----- Excerpted records
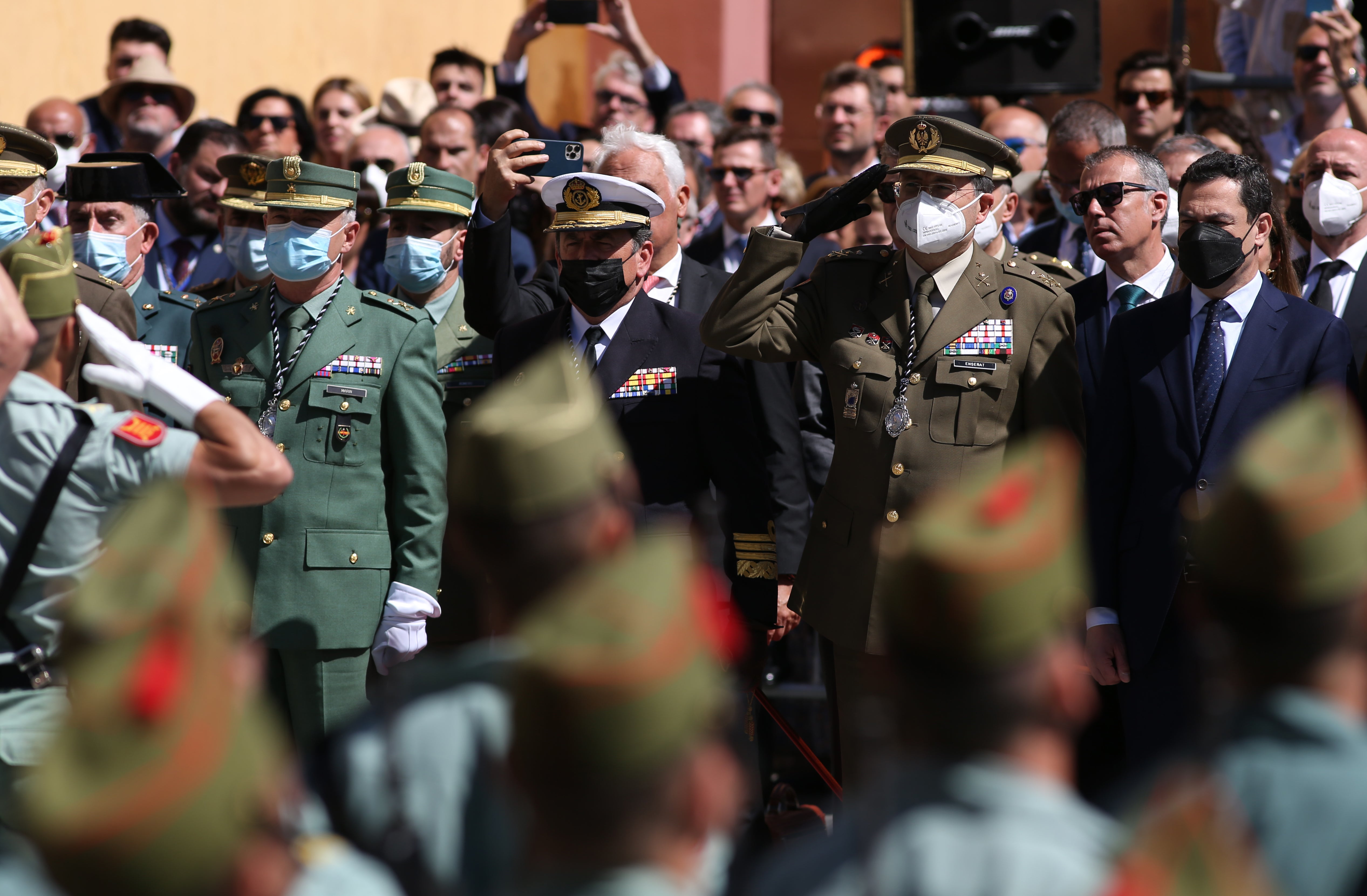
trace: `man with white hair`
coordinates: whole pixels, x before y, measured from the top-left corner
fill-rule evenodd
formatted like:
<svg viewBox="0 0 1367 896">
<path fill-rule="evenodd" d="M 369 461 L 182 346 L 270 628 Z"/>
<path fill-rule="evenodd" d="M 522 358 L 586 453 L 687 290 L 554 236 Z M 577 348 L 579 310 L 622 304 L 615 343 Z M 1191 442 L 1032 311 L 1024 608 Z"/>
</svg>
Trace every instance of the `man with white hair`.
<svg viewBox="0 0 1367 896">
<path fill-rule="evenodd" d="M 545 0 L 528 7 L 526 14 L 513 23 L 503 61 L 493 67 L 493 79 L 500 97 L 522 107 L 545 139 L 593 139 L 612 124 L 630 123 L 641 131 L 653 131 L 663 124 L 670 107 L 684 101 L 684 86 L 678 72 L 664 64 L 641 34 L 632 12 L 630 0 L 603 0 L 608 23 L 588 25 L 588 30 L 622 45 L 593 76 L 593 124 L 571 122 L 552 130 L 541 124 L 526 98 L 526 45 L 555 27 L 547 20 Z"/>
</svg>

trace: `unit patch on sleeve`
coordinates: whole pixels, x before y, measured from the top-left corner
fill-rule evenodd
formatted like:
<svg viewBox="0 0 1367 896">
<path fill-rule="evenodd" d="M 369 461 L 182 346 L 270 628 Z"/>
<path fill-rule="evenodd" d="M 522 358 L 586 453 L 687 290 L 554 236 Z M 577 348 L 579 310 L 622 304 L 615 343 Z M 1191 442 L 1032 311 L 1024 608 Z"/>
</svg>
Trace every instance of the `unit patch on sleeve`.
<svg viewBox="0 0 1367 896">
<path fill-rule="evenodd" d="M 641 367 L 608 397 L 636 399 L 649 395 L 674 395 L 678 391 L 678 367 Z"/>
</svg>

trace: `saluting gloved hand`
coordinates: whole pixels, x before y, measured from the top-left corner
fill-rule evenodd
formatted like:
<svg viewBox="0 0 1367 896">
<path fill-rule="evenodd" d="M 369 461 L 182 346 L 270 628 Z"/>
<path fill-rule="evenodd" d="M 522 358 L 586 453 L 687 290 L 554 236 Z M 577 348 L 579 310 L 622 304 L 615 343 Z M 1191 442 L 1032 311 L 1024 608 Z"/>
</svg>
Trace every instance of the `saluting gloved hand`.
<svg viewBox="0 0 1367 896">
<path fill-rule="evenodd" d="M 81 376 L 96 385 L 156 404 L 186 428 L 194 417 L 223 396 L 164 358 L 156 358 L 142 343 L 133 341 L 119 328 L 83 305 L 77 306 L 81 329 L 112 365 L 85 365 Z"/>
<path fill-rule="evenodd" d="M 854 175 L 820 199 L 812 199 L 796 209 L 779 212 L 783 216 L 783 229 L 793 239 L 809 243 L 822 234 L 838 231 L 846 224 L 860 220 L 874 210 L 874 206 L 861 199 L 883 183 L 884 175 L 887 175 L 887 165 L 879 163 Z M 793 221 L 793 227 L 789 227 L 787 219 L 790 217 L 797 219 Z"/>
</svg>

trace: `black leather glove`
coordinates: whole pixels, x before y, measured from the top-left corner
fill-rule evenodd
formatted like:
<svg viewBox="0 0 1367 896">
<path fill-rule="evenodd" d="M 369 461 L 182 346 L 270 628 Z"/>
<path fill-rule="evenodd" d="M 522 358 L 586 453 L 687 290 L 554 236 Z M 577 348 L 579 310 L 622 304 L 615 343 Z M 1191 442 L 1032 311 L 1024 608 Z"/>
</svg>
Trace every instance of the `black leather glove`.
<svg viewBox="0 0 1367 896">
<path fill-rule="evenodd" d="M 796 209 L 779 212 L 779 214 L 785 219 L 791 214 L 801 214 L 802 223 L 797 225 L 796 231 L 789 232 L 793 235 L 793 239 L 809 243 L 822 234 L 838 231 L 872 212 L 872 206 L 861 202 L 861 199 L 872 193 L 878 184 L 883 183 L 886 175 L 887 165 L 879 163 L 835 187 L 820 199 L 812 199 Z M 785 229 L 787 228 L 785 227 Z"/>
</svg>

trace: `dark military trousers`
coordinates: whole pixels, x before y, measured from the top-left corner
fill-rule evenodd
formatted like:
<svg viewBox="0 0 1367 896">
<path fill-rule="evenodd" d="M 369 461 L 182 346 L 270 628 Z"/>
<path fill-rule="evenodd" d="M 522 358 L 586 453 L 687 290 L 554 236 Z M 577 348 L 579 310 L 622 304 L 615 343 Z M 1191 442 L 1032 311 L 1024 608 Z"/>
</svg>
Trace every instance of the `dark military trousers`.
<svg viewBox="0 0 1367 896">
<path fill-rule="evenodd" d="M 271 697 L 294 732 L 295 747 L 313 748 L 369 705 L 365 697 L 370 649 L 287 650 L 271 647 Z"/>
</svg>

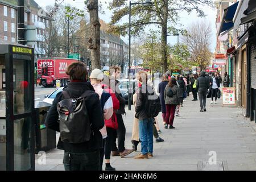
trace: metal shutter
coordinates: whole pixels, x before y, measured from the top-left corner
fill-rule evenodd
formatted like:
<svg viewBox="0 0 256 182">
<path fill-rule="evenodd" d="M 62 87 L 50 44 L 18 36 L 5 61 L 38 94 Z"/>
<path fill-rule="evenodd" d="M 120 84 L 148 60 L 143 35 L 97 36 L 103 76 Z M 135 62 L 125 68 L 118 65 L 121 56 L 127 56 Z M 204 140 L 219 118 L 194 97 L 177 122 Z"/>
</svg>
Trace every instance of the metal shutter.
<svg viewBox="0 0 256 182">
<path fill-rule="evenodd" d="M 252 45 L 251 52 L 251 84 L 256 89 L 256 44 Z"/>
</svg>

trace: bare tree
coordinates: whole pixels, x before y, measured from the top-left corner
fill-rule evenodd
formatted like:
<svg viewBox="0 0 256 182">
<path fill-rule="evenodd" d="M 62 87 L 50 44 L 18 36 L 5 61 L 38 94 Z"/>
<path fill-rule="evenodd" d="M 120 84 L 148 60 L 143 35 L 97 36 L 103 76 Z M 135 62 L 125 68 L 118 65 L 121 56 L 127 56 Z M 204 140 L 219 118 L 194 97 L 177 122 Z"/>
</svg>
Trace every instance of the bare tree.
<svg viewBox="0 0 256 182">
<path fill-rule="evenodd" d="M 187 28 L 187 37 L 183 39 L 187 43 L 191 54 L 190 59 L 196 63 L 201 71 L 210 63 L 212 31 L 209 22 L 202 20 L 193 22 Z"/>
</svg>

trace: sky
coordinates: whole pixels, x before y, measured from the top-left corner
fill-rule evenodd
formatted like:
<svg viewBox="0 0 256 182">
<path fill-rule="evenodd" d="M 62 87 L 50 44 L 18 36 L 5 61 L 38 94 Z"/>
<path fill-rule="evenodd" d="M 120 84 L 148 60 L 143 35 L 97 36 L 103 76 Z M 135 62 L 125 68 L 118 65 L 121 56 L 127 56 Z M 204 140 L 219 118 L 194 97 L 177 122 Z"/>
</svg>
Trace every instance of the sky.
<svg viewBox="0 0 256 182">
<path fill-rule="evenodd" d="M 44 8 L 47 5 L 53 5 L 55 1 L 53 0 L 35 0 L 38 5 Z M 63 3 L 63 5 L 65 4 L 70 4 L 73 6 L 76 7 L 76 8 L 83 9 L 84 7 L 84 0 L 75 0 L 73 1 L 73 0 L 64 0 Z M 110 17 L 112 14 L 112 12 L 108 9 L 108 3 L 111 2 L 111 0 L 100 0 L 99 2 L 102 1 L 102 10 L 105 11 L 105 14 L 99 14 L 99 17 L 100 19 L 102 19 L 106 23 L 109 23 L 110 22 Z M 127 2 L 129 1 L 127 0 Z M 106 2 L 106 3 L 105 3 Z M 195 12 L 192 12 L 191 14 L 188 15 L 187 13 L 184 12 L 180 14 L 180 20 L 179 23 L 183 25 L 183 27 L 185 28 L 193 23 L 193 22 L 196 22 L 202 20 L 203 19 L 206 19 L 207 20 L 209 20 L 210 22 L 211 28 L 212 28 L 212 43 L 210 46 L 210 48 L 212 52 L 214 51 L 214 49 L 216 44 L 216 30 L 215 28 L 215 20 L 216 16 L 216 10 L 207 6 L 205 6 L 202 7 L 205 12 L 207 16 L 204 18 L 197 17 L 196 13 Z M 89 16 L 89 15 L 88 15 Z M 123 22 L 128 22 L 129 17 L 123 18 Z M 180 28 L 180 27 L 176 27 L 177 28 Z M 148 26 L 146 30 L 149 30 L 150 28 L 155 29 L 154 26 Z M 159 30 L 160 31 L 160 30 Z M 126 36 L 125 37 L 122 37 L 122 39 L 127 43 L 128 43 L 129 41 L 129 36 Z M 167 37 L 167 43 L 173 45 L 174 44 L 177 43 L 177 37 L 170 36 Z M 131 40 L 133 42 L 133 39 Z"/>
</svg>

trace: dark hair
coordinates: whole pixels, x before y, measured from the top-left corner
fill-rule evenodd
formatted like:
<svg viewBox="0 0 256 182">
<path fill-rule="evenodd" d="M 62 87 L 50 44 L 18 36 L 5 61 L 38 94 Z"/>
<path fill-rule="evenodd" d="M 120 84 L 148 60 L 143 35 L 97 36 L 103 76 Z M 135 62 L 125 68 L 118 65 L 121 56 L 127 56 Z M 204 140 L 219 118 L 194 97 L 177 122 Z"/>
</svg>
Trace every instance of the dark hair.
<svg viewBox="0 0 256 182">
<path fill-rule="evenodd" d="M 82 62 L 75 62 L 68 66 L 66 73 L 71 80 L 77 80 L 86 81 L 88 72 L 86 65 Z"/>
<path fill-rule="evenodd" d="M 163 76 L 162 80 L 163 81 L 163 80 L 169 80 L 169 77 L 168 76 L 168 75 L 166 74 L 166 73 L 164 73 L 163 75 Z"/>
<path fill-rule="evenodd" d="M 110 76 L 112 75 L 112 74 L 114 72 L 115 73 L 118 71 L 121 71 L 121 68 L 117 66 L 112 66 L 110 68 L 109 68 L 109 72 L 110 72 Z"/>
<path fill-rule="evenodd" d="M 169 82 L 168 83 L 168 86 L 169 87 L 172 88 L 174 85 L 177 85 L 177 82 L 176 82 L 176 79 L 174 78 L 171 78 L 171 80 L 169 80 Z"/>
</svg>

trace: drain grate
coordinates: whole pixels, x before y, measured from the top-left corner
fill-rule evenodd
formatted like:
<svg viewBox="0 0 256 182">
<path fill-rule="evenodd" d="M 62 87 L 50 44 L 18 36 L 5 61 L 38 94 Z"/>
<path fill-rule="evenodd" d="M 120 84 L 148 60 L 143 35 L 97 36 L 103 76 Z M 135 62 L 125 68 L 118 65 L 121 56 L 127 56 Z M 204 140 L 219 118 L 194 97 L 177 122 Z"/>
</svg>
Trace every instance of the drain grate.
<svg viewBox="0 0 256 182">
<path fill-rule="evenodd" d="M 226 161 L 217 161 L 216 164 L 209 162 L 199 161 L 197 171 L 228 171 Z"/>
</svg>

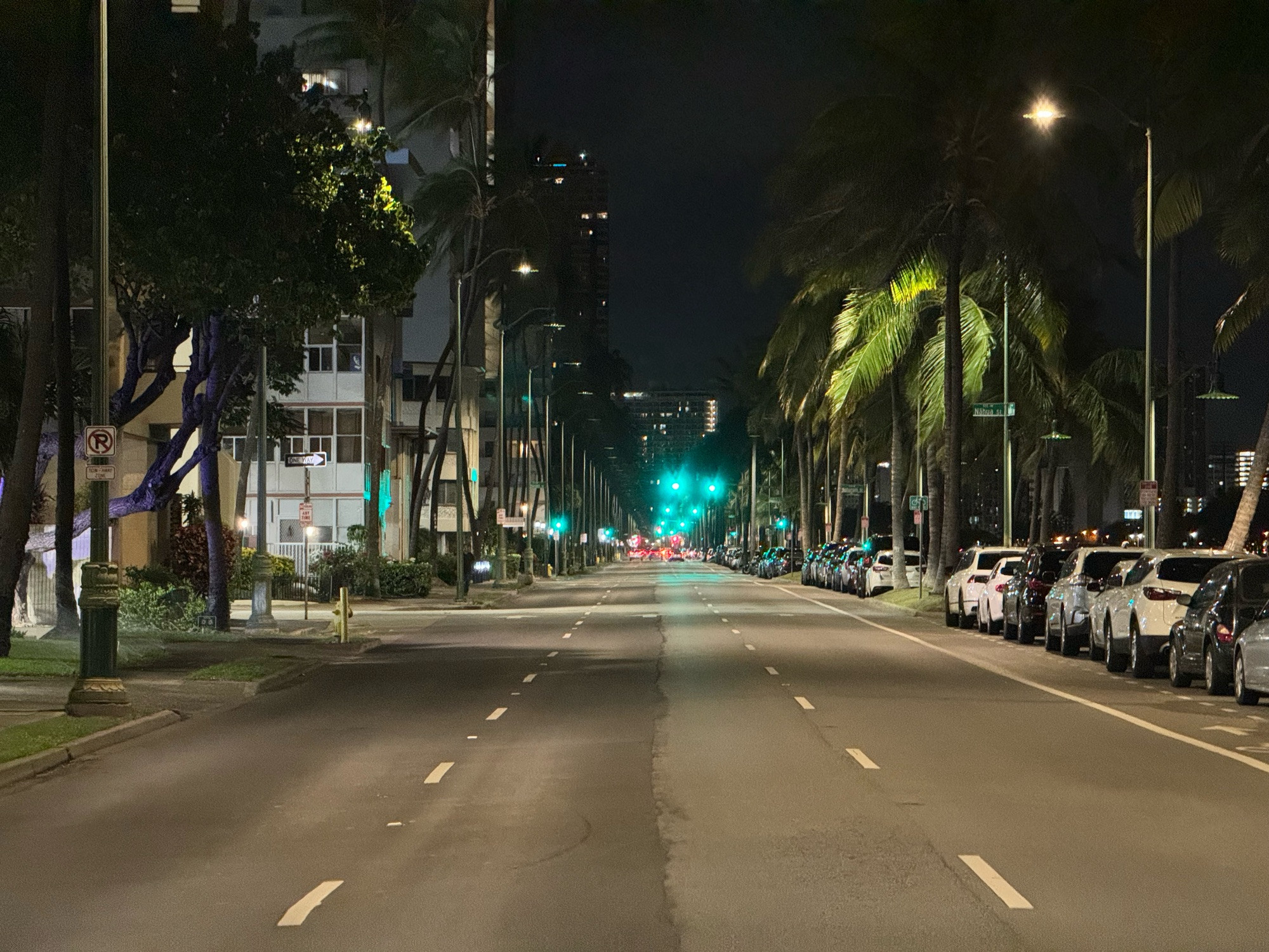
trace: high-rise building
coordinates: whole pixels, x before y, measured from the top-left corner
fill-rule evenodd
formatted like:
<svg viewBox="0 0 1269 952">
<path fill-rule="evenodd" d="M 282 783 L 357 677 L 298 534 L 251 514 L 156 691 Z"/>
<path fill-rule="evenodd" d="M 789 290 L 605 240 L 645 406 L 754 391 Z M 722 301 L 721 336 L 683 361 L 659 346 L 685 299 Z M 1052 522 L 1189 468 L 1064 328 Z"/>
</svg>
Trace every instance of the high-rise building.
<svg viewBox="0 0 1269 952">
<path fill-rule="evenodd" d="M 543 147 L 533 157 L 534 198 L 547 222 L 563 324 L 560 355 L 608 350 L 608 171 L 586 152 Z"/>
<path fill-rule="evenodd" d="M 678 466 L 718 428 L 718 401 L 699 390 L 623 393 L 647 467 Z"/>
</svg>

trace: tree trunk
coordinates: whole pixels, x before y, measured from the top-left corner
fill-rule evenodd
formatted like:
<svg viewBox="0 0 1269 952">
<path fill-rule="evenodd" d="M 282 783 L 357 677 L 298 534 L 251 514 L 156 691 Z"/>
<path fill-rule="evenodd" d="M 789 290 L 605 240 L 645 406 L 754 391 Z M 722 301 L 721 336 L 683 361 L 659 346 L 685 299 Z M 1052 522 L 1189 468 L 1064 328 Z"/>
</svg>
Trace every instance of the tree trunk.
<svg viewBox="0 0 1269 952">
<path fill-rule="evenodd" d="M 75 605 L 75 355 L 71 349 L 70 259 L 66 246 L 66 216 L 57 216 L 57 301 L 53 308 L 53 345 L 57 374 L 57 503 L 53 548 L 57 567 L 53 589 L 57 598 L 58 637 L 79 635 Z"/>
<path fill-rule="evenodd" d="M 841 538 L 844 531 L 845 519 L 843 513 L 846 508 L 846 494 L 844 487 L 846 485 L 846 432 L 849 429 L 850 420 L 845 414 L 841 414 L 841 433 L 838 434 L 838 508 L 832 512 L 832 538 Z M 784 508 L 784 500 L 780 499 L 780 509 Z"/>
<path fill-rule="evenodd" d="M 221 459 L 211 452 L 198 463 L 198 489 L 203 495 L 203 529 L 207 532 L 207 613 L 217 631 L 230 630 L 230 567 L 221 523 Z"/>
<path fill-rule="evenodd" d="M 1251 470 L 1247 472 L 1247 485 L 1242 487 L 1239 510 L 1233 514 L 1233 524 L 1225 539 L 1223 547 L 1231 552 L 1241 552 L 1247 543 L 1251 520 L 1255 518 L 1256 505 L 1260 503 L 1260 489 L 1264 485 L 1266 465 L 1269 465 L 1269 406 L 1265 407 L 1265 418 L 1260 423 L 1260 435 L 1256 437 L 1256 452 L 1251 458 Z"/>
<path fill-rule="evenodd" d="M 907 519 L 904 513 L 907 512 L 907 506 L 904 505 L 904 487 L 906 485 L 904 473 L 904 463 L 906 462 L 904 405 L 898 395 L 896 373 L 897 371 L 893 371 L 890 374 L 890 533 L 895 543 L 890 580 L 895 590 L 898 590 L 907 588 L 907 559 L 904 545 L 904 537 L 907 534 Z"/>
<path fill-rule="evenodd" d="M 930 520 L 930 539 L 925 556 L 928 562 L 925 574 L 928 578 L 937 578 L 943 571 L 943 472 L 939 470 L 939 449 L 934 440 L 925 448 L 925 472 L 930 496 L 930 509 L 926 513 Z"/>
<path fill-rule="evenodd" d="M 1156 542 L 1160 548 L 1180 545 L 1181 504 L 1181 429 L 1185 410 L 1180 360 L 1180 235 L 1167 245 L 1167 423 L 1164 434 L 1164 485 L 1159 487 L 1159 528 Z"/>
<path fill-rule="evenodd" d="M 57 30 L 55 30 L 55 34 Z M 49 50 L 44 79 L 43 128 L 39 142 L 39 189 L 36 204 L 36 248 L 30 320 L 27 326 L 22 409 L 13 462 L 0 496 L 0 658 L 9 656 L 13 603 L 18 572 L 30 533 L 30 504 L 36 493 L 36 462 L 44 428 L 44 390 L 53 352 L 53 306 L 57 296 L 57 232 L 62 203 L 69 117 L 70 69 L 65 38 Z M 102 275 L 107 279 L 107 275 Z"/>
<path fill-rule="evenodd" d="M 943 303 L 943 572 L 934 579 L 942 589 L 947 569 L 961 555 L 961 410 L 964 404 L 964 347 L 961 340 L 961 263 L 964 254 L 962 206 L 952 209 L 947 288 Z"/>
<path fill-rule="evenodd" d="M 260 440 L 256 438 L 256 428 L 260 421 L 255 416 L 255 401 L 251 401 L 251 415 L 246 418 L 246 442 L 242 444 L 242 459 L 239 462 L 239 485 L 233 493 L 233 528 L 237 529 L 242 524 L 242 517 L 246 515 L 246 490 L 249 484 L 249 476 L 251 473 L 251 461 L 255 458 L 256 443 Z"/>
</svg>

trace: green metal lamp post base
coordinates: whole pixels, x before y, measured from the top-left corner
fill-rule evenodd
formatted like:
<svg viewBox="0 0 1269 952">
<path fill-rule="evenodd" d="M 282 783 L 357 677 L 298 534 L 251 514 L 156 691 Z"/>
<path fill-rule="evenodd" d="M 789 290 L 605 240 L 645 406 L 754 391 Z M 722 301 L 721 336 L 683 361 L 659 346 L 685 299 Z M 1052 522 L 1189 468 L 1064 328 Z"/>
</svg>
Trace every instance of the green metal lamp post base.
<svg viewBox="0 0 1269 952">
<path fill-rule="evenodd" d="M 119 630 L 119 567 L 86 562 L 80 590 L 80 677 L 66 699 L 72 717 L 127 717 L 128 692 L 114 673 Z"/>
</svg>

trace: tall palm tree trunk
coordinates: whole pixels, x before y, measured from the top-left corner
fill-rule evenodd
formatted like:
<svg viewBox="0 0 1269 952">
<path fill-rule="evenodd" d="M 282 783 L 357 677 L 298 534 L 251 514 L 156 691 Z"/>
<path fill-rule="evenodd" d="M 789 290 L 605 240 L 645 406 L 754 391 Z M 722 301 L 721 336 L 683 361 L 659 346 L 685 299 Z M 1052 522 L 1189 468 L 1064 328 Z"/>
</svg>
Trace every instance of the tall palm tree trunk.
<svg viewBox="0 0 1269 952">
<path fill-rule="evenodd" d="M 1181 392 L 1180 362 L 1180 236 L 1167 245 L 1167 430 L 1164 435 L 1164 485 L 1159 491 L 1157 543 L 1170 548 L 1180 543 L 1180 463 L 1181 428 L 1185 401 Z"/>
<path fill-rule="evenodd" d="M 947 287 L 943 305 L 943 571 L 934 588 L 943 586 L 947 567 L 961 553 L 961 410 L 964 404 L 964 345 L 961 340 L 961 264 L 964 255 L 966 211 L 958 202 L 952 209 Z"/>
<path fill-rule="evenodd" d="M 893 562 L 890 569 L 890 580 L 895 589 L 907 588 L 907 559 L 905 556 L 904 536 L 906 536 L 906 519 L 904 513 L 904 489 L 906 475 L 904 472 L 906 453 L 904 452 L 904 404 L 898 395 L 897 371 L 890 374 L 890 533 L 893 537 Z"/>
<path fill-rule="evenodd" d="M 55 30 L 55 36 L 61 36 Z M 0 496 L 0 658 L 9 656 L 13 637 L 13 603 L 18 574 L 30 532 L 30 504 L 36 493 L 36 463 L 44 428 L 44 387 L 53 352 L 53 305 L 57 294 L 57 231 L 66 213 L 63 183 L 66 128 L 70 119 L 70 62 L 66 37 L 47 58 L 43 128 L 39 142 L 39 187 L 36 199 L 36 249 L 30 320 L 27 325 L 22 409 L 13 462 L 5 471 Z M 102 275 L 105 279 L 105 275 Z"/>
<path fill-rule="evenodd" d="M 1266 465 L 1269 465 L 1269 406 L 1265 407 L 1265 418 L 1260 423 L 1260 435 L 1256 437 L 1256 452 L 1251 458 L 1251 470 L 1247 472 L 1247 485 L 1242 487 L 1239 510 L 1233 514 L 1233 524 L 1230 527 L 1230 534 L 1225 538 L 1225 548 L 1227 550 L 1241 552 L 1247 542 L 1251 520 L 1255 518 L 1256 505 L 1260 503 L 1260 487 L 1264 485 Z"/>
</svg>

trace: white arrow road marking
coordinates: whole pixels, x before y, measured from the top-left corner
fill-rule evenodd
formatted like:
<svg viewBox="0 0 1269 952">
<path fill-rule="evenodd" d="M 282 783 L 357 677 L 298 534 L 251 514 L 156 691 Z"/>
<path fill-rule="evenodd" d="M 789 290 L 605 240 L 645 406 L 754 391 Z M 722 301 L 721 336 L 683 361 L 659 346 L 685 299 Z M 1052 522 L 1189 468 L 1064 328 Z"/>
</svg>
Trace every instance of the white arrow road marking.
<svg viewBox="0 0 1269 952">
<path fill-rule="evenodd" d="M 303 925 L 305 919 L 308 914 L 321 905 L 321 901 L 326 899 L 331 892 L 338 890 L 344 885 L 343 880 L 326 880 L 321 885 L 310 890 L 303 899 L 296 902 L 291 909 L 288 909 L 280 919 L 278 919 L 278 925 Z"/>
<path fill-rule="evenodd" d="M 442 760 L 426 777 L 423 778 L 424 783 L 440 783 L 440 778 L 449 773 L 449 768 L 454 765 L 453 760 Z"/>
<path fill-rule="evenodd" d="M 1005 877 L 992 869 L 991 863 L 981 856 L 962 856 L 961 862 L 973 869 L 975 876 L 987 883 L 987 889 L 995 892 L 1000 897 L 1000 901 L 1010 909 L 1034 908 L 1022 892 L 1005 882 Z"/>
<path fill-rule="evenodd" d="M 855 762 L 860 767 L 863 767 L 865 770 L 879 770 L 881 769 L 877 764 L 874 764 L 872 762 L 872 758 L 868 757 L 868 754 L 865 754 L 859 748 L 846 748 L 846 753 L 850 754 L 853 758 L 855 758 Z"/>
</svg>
----------
- **Exercise**
Format the lines from the one containing "trace: tree trunk" through the one containing "75 605 L 75", inclusive, as a numbered list, omitting blank lines.

- **Answer to the problem**
1. trace: tree trunk
2. coordinates: whole pixels, x before y, measured from the top-left corner
3. fill-rule evenodd
4. formatted like:
5. <svg viewBox="0 0 1269 952">
6. <path fill-rule="evenodd" d="M 282 783 L 357 677 L 298 534 L 251 514 L 156 691 Z"/>
7. <path fill-rule="evenodd" d="M 789 290 L 605 240 L 645 406 L 754 391 Z M 722 301 L 721 336 L 683 361 L 659 346 L 685 299 Z M 1052 522 L 1189 468 L 1064 328 Z"/>
8. </svg>
9. Trace every instance of the tree trunk.
10. <svg viewBox="0 0 1269 952">
11. <path fill-rule="evenodd" d="M 75 605 L 75 355 L 71 349 L 70 259 L 66 246 L 66 216 L 57 216 L 57 301 L 53 308 L 53 345 L 57 374 L 57 503 L 53 548 L 57 567 L 53 589 L 57 598 L 58 637 L 79 635 Z"/>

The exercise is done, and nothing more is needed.